Your tasks:
1 – In the passage on vaccine access, to what figure does the CEMIPP Group want the cost-effectiveness threshold per QALY lowered?
2 – Please return the part of the passage on vaccine access that opens with the words containing "They are, for" and closes with "director, Paul Catchpole.".
3 – Translate this sentence from the passage on vaccine access into Spanish: "There’s a tendency to underestimate the enormous underlying value of vaccines."

Passage to read:
——
Meanwhile, the association has expressed profound concern at recent recommendations put forward by an independent Cost-effectiveness Methodology for Immunization Programs and Procurement (CEMIPP) Group, which, if implemented, could risk impacting negatively on the health of the nation by rendering it harder for patients to access vaccines on the National Health Service (NHS).
The CEMIPP Group was originally established in 2016 at the behest of the Department of Health and Social Care in the wake of delays of the Joint Committee on Vaccination and Immunisation (JCVI) recommending the meningitis B vaccine for use in the NHS and a public outcry over the death of a two-year-old girl who contracted meningitis B after being assessed as too old to be eligible for receipt of the appropriate vaccine under the state system. Mandated to review whether prevailing techniques for appraising vaccination programs remain appropriate, its experts put forward recommendations that could restrict access to vaccines.
They are, for example, advocating a lowering the cost-effectiveness threshold from GBP 20,000 per quality-adjusted life year (QALY) to a mere GBP 15,000 in a bid to force down the price the public health system pays for any vaccine, and, in doing so, risk an outcome in which expensive vaccines, irrespective of their desirability in meeting public health needs, may be denied approval.
“The irony in all of this is that the Group was set up because an unprecedented 820,000 members of the public petitioned parliament for changes to the rules because they wanted wider access to vaccines, and yet the reforms being proposed would most likely achieve precisely the opposite effect,” exclaims the ABPI’s value and access director, Paul Catchpole.
“The UK currently has a world-leading immunization program so we must be very careful not to jeopardize this… Moreover when you consider that, globally, there are some 270 exciting new vaccines under development at the moment that will soon be coming out of the pipeline and can be deployed not only to prevent infectious disease, but also serve as treatment pathways to stimulate the immune system to target diseased cells in conditions like cancers and Alzheimer’s, then we want to be doing all we can to increase uptake, not dampen it,” he argues.
Richard Torbett concurs. “There’s a tendency to underestimate the enormous underlying value of vaccines. The chief medical officer recently calculated that they generate some GBP 6.6 billion of savings every year, which means they constitute an incredibly clinically cost-effective treatment pathway. Moreover it’s difficult to capture the full extent of the benefits when so much of what they do is about preventing the contraction of a disease in the first place. Along with clean water, vaccines can truly be considered one of the most effective health interventions out there and, in this day and age, when there is so much concern over the inappropriate use of antibiotics and the rise of antimicrobial resistance, vaccines take on ever-greater importance. Thus this is an industry that must be cherished and nurtured,” he concludes.
——
(Natural language region descriptions)
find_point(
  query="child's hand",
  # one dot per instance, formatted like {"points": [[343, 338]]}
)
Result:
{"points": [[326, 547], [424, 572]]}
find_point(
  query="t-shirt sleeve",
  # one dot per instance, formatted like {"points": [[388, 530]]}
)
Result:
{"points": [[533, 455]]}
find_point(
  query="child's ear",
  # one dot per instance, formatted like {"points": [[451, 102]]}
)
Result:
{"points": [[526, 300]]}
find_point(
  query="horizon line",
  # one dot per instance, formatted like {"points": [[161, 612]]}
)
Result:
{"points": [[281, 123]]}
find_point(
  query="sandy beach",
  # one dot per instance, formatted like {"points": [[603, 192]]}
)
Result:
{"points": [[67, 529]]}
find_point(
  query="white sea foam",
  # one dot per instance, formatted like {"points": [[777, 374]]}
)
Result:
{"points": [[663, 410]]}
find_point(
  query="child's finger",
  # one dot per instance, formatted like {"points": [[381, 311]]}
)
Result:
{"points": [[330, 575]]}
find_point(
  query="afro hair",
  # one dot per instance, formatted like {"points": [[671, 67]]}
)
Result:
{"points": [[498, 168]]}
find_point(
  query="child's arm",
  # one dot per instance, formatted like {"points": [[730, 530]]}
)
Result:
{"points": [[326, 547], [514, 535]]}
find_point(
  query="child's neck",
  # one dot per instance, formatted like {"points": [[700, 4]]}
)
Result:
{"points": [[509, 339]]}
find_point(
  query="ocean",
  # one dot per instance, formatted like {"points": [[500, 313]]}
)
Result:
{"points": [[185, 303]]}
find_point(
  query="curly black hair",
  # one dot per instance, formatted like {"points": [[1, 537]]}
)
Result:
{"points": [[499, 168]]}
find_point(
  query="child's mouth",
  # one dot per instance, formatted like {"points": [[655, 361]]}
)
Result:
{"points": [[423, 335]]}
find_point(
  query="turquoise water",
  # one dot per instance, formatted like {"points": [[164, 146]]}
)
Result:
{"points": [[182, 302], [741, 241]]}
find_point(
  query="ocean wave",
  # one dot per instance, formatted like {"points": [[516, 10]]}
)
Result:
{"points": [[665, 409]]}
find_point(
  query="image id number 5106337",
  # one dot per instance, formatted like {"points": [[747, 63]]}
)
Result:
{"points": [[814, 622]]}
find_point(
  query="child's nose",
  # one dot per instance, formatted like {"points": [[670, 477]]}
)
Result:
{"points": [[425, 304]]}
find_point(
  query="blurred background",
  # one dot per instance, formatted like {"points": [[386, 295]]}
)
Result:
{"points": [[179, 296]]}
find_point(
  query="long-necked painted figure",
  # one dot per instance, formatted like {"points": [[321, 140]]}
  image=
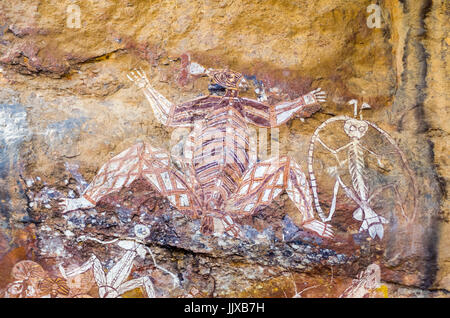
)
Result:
{"points": [[216, 180]]}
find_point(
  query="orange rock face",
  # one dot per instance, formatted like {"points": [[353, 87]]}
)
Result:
{"points": [[67, 107]]}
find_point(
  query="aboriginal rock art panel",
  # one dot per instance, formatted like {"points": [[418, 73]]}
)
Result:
{"points": [[389, 186], [216, 180]]}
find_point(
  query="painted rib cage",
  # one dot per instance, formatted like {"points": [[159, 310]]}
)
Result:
{"points": [[216, 179]]}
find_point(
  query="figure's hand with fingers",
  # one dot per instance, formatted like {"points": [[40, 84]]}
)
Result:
{"points": [[138, 77]]}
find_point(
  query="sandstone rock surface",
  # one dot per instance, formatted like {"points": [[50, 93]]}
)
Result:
{"points": [[67, 107]]}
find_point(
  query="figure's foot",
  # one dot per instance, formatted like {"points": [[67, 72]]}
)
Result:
{"points": [[322, 229], [207, 227], [231, 228], [68, 205], [138, 77], [374, 225]]}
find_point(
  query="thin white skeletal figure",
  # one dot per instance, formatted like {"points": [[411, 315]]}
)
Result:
{"points": [[113, 284], [367, 281], [217, 180], [359, 192]]}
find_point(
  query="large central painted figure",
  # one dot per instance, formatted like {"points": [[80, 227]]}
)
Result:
{"points": [[216, 180]]}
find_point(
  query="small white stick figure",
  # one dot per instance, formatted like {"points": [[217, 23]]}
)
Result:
{"points": [[113, 284]]}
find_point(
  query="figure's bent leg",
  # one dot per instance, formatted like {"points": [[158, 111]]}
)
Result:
{"points": [[117, 173], [266, 180]]}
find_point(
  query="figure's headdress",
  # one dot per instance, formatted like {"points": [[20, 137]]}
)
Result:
{"points": [[226, 78]]}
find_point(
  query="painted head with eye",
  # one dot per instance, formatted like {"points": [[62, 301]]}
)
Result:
{"points": [[355, 128]]}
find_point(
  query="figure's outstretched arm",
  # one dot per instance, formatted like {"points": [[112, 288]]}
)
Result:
{"points": [[264, 115], [182, 115]]}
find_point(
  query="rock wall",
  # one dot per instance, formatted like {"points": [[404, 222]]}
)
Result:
{"points": [[67, 107]]}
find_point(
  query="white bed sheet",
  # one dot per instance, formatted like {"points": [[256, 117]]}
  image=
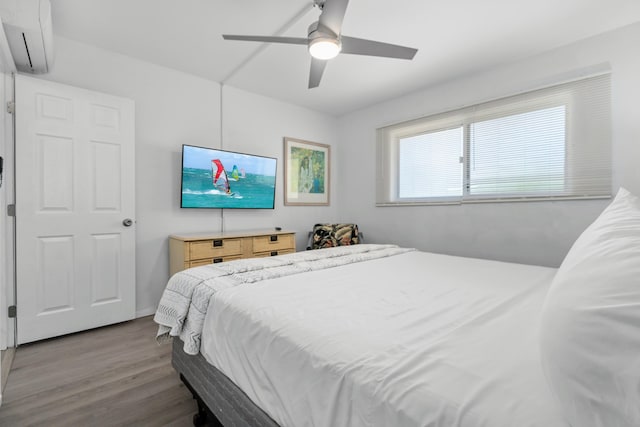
——
Answers by item:
1 – GBP 15,000 per quality-adjusted life year, down from GBP 20,000.

2 –
They are, for example, advocating a lowering the cost-effectiveness threshold from GBP 20,000 per quality-adjusted life year (QALY) to a mere GBP 15,000 in a bid to force down the price the public health system pays for any vaccine, and, in doing so, risk an outcome in which expensive vaccines, irrespective of their desirability in meeting public health needs, may be denied approval.
“The irony in all of this is that the Group was set up because an unprecedented 820,000 members of the public petitioned parliament for changes to the rules because they wanted wider access to vaccines, and yet the reforms being proposed would most likely achieve precisely the opposite effect,” exclaims the ABPI’s value and access director, Paul Catchpole.

3 – Existe una tendencia a subestimar el enorme valor subyacente de las vacunas.